- _Source text_
Content starts

What’s behind the California bullet train project’s latest woes?


No one could call the California High-Speed Rail Authority’s bullet train project a model of success thus far. At an estimated cost of up to $100 billion — almost $70 billion more than the original estimate of $33 billion in 2018 — and approximately 13 years delayed, defending the project has been difficult even for its supporters.

The project, which will one day connect the San Francisco Bay area with Southern California, has been beset by challenges and controversy. Perhaps most notably, one of California Gov. Gavin Newsom’s first actions after he was sworn in in 2019, was to temporarily halt construction on all but the Central Valley portion of the project, a 119-mile stretch between Bakersfield and Merced now projected to cost $13.8 billion for construction, up from $12.4 billion last year. 

The rail has also had to endure legislative scrutiny, kicked off by a Los Angeles Times investigation in 2016 that raised questions about the project’s management and oversight.

Most recently, the bullet train’s contractors have joined in criticizing the rail’s management and forthrightness in painting an accurate picture of delays. Last month, Dragados, part of the Dragados-Flatiron design-build contracting team that is currently working on a 65-mile segment of the Central Valley Line, wrote a letter to the CHSRA, according to the Los Angeles Times, informing the authority that they would be delayed by two years and that this delay was not included in the latest draft business plan.

The reason the joint venture gave for the schedule change is that the state’s land acquisitions were not predictable and that these holdups were interfering with the ability to schedule subcontractors and other construction activities.

However, a representative from the CHSRA told the Times that these delays can be mitigated and disputed complaints about faulty state land forecasts, saying they were the authority’s “best engineering guesses.”

Content ends

- _Parts of the exercise_
1. In the article on California's bullet train project, how long is the Central Valley Line segment that the Dragados-Flatiron team is working on?
2. Please continue the article on California's bullet train project, picking up after its final sentence.

- _Given entries_

Content starts

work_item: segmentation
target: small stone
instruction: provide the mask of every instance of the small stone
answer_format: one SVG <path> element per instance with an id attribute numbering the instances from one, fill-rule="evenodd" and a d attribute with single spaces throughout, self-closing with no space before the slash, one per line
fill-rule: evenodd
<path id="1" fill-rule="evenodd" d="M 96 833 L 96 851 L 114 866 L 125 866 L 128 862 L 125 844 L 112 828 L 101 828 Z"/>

Content ends
Content starts

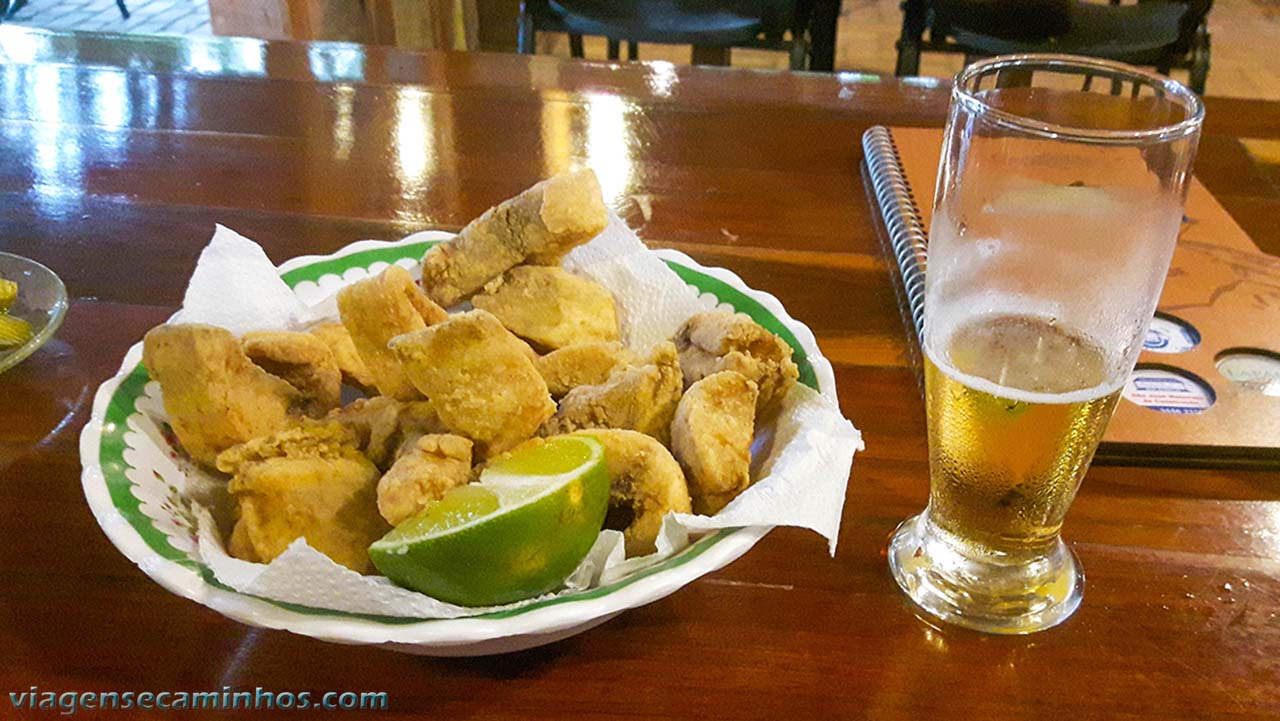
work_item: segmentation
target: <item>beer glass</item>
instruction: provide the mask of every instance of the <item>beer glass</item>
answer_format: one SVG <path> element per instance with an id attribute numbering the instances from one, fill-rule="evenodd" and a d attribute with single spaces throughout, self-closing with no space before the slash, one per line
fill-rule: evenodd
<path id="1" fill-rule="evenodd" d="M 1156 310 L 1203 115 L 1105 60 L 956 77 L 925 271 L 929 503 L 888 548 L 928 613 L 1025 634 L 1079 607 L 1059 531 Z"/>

Content ends
Content starts

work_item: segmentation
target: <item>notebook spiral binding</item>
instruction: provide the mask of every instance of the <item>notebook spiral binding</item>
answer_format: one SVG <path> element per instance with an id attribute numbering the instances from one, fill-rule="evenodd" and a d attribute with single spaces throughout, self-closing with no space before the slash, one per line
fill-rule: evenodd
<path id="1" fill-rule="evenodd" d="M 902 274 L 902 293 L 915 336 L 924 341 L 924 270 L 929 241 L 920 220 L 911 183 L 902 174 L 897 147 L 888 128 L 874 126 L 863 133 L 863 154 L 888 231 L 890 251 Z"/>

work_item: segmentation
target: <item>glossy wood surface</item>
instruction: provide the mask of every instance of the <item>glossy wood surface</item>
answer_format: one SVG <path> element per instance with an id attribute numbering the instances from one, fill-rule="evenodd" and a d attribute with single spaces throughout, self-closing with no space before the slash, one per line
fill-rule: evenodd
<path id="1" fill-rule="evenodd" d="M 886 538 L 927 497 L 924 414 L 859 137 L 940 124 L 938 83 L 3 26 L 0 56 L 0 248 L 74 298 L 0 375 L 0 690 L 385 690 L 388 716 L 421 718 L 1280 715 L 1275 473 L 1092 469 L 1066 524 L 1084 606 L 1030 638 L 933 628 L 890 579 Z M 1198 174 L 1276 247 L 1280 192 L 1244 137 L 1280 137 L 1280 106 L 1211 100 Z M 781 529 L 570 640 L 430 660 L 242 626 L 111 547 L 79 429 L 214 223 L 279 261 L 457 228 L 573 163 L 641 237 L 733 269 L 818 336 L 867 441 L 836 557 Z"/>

Content ends

- _Task answers_
1. 65 miles.

2.
In January, Tutor Perini leveled the same complaint against the CHSRA, calling its alleged failure to secure land for the project in a timely manner “beyond comprehension.” Tutor Perini is part of the joint venture working on a 32-mile portion of the rail.

A common problem

Accumulating the necessary land on a schedule set at the beginning of such a large undertaking as a statewide rail system is not a “uniquely California problem,” said attorney Allan Marks, a partner in the Los Angeles office of law firm Milbank LLP. For instance, the Central Texas $20 billion high-speed rail project that will connect Dallas and Houston, even though it is privately funded, has the power of eminent domain and still has had issues securing the land it needs, he said.

And in the California bullet train’s case, he added, the bond act that was approved by voters in 2008 required the authority to start the project right away, perhaps not giving the CHSRA enough time to acquire the land first.

“You don’t have certainty about what it’s going to cost or how long it’s going to take,” Marks said. “You just don’t. There are some advantages and cost savings because you’re starting sooner, but there are also tradeoffs that could increase your costs.”

One thing that the rail has in its corner is a new administration in Washington, D.C., one that seems to support the project despite the possibility that COVID-19 might have altered ridership patterns for the foreseeable future, said Randal O’Toole, a land use expert and senior fellow and at the Cato Institute nonpartisan think tank.

Amtrak ridership, he said, is down 75% due to the pandemic and even if most Americans receive a vaccination, there will likely be lingering worries about traveling in close proximity to other passengers, particularly with fears of mutations of the novel coronavirus and viruses yet to come. Combine that with a potential population shift to the suburbs, and that puts commuters even farther away from mass transit.

Still, President Joe Biden’s administration will back it, and the project will go on “as long as Congress is willing to fork over the money,” O’Toole said. This is in sharp contrast to the President Donald Trump administration, which was intent on depriving the California bullet train of its federal funding.

Looking ahead

As for how those in Los Angeles view the rail, Marks said, there are those who follow mobility issues and are confident the project will eventually be built but are frustrated that it has not made more progress by now. However, he said, Angelenos are more excited about the transit work going on around them right now.

The lack of traffic during COVID-19-related lockdowns has allowed construction to be accelerated on several commuter rail extensions and the new people mover to Los Angeles International Airport, Marks said.

“What people see in L.A. is local transit and commuter rail construction, and they know it’s all going to get done before the Olympics, so people are more excited about that,” he said.